> _WHAT TO DO_
Leaving out every line before the one with "of the pink", write out the rest of the records below exactly.

> _SUPPLIED DATA_
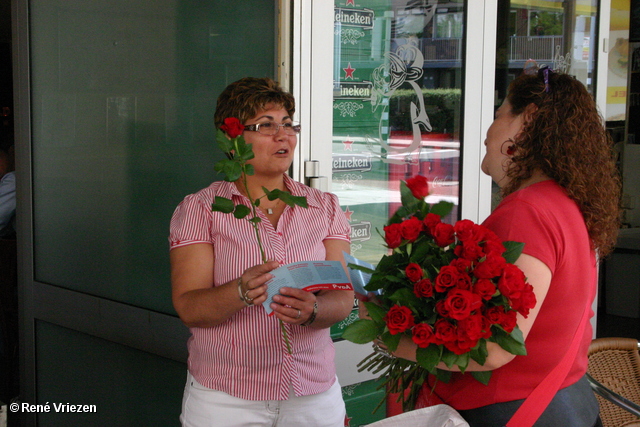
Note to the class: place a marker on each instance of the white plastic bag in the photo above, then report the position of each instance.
(432, 416)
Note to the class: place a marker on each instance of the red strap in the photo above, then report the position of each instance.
(539, 399)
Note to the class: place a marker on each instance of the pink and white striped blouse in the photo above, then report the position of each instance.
(246, 356)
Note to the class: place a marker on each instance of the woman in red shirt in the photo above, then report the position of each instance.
(549, 152)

> _WRITTEN ANSWER_
Note to the class: place a marker on each instance of the pink and white striped blouse in the photo above, then report the position of each instance.
(246, 356)
Note to the class: place a marker on each instance of the woman in red shirt in the photo above, then report the position of each instance.
(549, 152)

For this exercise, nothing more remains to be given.